**** Dataset records
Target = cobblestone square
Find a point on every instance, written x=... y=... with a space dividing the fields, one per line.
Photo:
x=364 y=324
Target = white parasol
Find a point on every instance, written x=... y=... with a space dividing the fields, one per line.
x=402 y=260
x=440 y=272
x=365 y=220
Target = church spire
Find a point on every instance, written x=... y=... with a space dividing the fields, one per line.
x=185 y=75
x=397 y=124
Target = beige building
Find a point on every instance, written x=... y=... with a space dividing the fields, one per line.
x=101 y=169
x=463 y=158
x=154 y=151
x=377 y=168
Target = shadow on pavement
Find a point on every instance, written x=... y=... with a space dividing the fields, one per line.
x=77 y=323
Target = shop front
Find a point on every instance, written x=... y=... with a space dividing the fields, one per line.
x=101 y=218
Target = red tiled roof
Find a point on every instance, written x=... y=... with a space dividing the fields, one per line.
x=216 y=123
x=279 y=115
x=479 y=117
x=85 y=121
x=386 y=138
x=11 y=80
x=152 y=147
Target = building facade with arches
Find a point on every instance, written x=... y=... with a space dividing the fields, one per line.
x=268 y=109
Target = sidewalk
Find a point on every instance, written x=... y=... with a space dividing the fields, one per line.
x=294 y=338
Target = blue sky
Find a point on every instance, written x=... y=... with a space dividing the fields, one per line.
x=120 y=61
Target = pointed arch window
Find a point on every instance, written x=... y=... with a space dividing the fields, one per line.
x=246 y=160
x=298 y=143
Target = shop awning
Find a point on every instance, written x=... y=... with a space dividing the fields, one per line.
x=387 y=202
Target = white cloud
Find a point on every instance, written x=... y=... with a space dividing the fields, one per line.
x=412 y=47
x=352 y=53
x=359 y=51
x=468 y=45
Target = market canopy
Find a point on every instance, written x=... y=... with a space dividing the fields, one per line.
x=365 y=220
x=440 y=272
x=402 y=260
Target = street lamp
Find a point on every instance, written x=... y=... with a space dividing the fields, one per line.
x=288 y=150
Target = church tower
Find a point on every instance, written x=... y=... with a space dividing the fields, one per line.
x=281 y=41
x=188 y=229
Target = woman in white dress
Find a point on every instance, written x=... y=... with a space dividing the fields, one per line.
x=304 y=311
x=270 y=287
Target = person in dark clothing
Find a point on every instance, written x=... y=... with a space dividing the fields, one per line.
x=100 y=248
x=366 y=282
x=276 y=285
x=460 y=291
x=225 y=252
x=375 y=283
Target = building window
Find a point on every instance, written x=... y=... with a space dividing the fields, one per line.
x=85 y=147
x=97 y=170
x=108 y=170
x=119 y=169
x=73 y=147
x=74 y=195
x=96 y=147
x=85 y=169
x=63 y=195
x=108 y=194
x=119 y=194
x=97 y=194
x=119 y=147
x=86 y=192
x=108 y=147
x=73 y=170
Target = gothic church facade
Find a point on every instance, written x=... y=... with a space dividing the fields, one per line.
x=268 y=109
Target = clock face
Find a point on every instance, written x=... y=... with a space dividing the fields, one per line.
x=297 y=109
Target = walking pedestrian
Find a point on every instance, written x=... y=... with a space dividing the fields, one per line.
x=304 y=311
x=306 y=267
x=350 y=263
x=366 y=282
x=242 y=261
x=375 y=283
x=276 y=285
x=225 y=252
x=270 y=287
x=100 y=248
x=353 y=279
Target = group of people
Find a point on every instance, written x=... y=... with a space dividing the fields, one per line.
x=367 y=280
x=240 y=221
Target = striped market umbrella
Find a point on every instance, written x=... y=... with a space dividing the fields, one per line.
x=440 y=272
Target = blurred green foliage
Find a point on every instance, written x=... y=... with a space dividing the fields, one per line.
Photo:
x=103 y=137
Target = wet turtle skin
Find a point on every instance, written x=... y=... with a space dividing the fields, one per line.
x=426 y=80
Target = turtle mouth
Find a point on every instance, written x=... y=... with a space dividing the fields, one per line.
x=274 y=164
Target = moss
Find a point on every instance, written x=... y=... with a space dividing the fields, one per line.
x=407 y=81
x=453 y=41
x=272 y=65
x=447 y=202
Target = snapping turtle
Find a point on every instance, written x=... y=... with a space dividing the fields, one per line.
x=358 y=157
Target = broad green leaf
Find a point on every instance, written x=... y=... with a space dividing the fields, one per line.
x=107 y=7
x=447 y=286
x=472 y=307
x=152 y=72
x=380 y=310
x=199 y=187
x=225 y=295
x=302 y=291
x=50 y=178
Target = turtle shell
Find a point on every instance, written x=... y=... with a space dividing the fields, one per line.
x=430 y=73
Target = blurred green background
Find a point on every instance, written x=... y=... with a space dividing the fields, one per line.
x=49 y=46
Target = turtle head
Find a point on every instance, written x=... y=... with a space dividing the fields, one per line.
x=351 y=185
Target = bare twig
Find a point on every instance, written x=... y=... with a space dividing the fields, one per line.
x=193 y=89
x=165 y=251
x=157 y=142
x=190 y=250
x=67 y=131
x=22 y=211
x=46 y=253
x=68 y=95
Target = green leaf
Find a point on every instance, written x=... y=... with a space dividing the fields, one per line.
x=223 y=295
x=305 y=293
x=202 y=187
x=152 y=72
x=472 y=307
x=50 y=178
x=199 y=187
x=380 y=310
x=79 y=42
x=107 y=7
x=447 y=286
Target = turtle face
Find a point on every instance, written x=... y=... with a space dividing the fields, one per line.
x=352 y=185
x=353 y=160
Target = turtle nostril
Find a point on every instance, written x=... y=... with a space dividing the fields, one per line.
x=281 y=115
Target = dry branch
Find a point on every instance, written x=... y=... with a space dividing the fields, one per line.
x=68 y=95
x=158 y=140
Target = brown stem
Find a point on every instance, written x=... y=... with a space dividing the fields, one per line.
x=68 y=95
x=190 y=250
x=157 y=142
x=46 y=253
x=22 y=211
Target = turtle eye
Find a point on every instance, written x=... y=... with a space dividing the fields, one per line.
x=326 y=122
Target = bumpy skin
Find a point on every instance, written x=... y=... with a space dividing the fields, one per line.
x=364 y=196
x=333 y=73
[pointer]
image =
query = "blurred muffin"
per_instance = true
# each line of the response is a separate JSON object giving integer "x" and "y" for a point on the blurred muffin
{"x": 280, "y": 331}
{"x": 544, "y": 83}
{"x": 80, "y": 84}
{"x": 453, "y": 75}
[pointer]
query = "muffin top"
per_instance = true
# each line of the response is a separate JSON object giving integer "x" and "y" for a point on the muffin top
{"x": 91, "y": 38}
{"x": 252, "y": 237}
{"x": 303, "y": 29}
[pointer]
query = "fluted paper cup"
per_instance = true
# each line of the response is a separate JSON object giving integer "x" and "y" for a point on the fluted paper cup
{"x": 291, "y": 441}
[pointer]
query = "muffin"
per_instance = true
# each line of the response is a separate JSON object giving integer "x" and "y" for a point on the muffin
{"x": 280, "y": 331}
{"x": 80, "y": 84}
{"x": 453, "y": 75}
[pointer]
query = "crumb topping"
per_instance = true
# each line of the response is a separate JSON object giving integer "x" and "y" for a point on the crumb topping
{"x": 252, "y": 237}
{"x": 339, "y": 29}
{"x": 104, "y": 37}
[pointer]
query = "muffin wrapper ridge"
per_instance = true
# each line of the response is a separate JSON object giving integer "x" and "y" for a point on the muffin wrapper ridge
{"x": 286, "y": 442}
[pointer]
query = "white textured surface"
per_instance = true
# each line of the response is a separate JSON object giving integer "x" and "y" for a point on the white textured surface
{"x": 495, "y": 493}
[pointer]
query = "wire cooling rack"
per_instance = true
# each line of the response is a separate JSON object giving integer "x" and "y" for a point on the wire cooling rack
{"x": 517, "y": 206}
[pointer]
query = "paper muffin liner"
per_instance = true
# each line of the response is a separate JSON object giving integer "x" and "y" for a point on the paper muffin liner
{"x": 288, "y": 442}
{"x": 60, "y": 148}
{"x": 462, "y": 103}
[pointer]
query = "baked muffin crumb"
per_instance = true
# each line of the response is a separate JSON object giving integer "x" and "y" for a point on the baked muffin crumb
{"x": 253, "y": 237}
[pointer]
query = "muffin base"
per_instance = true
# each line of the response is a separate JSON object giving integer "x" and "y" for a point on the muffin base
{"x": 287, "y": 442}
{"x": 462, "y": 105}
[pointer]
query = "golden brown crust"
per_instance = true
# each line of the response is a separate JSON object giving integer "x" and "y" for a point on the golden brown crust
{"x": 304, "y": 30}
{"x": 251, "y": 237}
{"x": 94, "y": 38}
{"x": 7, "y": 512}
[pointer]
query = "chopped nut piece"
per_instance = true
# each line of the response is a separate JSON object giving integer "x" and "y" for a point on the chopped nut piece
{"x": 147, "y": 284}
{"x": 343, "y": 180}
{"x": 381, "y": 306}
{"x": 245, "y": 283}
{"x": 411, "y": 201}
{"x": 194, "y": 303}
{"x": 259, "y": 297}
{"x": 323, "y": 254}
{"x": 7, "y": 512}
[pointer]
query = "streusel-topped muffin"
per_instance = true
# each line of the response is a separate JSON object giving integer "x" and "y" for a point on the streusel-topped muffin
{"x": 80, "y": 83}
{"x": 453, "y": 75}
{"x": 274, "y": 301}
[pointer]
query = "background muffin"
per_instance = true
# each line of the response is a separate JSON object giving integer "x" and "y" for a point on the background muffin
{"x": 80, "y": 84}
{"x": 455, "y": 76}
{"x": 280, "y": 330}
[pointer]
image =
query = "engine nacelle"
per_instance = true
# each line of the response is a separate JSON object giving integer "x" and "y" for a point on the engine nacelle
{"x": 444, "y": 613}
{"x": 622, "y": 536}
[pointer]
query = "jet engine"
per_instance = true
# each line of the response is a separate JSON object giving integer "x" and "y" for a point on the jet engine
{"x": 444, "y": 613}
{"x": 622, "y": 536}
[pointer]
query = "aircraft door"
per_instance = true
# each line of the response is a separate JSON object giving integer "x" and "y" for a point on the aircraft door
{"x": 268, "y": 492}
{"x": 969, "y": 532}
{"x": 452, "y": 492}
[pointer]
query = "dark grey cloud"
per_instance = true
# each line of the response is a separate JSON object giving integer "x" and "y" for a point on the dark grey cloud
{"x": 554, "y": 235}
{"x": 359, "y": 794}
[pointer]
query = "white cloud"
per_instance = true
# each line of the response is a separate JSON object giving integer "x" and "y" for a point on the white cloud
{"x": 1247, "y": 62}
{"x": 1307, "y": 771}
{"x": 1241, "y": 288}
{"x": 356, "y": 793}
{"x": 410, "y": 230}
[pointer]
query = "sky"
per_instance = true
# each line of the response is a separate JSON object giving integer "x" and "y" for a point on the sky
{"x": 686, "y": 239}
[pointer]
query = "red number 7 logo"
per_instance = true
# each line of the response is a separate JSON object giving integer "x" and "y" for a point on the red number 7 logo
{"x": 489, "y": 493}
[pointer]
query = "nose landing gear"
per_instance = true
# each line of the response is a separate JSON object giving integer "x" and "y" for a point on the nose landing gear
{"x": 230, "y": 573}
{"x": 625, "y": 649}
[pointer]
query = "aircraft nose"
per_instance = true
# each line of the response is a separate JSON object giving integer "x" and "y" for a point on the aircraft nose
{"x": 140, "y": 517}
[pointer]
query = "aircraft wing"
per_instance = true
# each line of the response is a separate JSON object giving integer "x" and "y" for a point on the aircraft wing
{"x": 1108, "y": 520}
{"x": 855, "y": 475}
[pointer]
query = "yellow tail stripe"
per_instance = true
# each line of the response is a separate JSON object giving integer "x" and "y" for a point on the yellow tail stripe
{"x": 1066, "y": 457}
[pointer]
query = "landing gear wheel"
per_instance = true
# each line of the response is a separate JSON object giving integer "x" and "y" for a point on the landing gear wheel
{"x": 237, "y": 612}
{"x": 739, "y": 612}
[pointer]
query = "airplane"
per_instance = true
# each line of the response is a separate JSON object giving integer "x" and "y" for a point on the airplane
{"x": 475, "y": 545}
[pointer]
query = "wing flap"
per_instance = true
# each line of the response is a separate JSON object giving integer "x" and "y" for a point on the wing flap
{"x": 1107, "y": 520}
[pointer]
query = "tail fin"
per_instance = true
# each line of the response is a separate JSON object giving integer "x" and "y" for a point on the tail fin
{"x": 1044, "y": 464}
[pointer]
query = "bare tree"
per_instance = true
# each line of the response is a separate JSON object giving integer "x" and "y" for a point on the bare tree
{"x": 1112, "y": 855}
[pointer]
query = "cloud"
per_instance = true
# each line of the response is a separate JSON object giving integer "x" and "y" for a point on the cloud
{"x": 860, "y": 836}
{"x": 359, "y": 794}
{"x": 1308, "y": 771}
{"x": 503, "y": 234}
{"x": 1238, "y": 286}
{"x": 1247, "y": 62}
********
- [Exercise prompt] Going through the listing above, copy out every line that has the string "building".

- [Solution for this task]
Target = beige building
Target = building facade with arches
Target = building window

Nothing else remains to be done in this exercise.